## Exercise aim
Output the lines of the material below exactly, starting at its beginning and continuing through the line that contains "[225,158,1137,754]", including that line. Leave the pictures out of your answer.

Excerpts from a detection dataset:
(begin)
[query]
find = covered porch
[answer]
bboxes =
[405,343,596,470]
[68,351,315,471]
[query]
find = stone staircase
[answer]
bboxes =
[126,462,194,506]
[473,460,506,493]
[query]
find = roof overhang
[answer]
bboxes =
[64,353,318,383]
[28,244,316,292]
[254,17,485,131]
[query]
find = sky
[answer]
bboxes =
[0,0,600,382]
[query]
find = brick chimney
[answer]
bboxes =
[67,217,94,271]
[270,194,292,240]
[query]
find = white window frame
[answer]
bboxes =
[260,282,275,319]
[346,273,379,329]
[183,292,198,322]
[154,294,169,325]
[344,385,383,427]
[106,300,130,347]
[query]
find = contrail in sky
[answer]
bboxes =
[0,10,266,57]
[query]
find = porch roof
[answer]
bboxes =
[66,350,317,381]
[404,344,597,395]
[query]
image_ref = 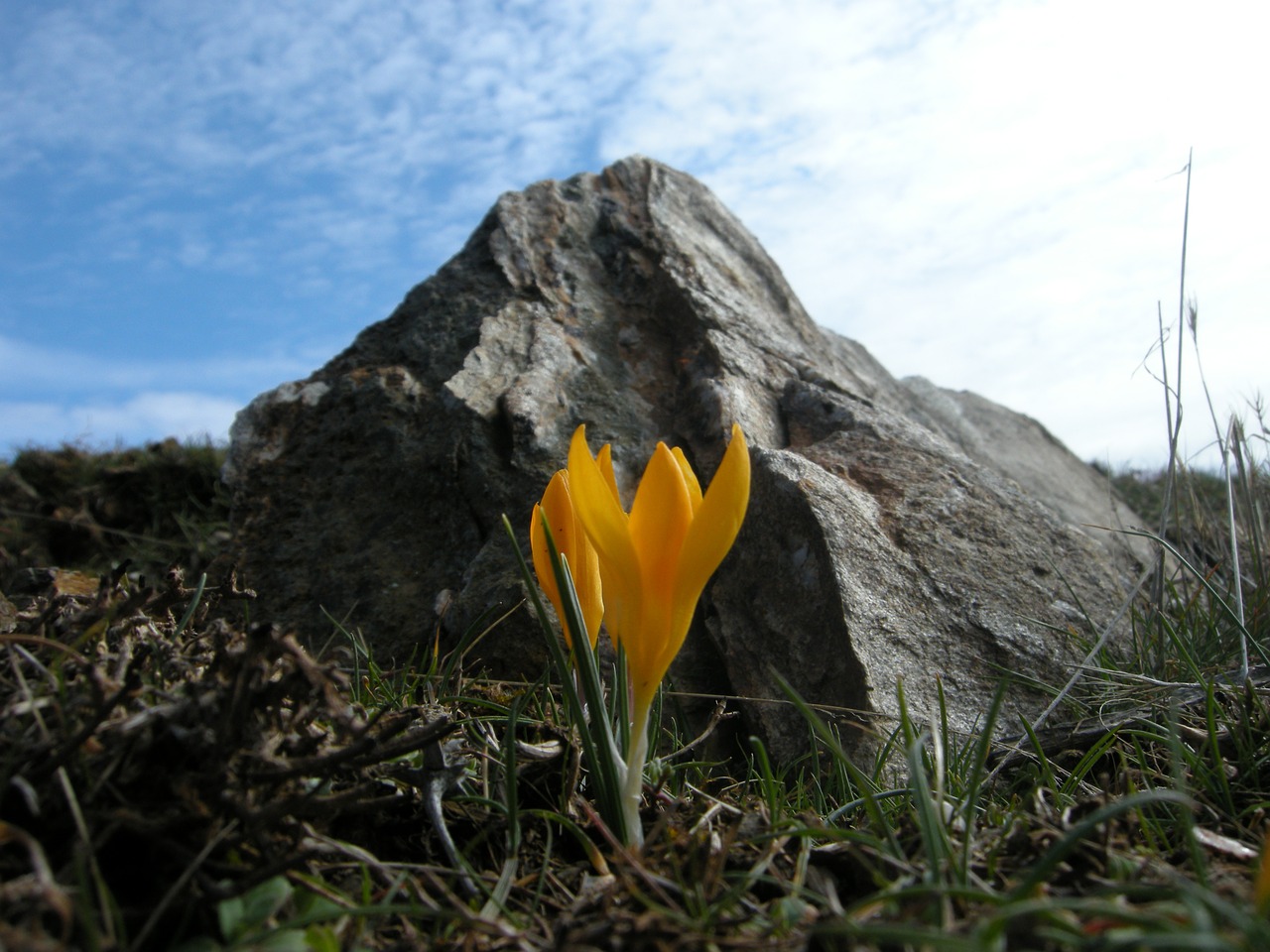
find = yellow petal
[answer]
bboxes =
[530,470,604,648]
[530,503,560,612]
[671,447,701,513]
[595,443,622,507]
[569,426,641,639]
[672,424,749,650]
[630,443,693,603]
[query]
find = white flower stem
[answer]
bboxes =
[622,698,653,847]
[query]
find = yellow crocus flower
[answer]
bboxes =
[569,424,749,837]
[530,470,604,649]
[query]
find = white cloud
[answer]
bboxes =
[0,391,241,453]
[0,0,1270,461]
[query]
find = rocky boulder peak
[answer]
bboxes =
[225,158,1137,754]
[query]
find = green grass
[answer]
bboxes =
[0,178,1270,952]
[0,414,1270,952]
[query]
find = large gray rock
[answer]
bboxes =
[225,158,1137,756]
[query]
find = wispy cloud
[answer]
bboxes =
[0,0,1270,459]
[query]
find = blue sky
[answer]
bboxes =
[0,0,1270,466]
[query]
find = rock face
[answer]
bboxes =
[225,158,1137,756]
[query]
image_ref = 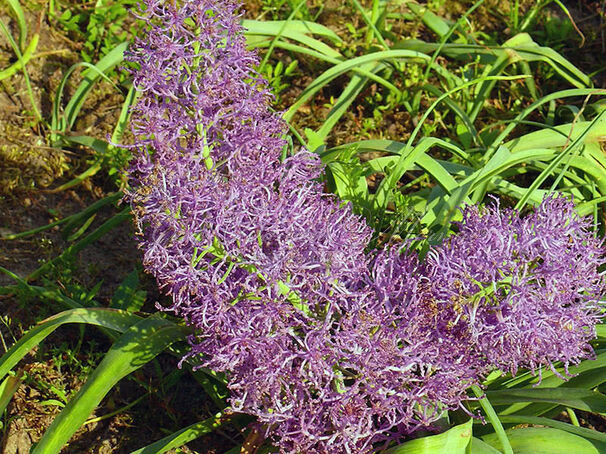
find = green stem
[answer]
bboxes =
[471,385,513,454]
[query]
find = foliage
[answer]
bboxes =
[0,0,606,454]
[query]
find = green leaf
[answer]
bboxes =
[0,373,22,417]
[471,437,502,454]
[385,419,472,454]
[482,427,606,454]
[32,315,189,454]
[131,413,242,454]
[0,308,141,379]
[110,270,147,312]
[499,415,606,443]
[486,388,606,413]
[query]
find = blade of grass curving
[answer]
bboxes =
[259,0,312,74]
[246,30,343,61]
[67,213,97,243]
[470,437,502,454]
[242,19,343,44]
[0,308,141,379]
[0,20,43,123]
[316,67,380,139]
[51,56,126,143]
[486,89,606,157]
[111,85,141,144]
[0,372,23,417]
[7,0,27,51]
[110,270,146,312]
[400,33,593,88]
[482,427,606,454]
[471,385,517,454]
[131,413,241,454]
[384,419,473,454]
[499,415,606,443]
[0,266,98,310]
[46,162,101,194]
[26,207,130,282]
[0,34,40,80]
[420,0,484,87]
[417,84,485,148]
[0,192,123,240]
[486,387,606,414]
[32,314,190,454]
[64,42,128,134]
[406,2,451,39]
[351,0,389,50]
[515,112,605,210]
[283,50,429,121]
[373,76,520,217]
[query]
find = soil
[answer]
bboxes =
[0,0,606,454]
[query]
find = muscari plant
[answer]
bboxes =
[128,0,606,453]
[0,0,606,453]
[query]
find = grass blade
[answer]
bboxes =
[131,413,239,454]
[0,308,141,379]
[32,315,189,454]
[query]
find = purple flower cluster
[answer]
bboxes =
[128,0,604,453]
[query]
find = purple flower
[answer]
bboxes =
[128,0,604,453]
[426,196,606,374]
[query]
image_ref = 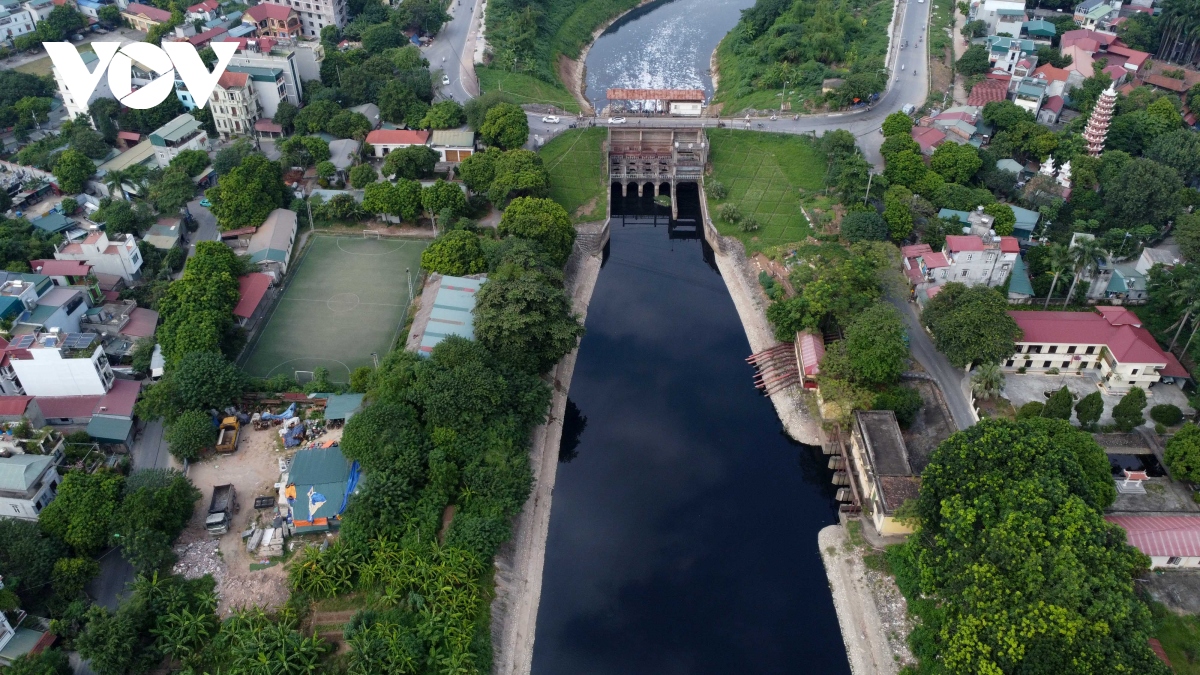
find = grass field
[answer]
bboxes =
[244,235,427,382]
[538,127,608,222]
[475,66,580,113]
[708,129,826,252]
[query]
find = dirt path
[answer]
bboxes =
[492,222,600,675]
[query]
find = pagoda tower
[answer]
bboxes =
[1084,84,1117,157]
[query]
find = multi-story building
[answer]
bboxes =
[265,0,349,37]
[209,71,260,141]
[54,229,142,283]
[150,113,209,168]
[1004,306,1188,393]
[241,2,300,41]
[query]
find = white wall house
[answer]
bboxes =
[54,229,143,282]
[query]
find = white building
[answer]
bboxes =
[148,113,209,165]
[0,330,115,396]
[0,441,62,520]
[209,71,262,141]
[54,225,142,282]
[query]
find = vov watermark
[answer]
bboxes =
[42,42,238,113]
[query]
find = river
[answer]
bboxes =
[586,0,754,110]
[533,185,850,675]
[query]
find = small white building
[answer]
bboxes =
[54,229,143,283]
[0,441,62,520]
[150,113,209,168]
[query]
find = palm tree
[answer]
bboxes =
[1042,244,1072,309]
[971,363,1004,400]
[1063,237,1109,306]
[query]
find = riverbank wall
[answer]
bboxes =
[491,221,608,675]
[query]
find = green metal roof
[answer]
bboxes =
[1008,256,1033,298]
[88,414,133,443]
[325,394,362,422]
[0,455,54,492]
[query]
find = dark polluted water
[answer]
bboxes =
(end)
## Result for this exercise
[query]
find = covered porch
[answer]
bboxes =
[405,343,596,470]
[68,351,315,471]
[query]
find = stone staircase
[answer]
bboxes =
[126,462,194,506]
[473,460,506,493]
[query]
find = roof overhang
[answer]
bboxes =
[64,353,318,383]
[28,244,316,292]
[254,17,485,131]
[query]
find = sky
[answer]
bboxes =
[0,0,600,382]
[query]
find = brick chimney
[answer]
bboxes =
[67,217,94,271]
[270,194,292,240]
[query]
find = white window frame
[answer]
bboxes =
[260,282,275,319]
[346,273,379,329]
[183,292,198,322]
[154,294,169,325]
[344,385,383,427]
[106,300,130,347]
[query]
find = contrail in sky
[answer]
bboxes =
[0,10,266,57]
[query]
find = porch roof
[answer]
bboxes =
[66,350,317,381]
[404,344,597,395]
[query]
image_ref = 
find = yellow petal
[answer]
bboxes =
[530,470,604,648]
[530,503,560,612]
[671,447,701,513]
[595,443,622,507]
[569,426,641,639]
[672,424,749,650]
[630,443,693,603]
[query]
find = white flower stem
[answer]
bboxes =
[622,698,653,847]
[query]
find = yellow crocus flower
[answer]
bboxes =
[569,424,749,837]
[530,470,604,649]
[query]
find = white cloud
[answer]
bboxes =
[0,391,241,453]
[0,0,1270,461]
[query]
find = rocky boulder peak
[answer]
bboxes =
[225,158,1137,754]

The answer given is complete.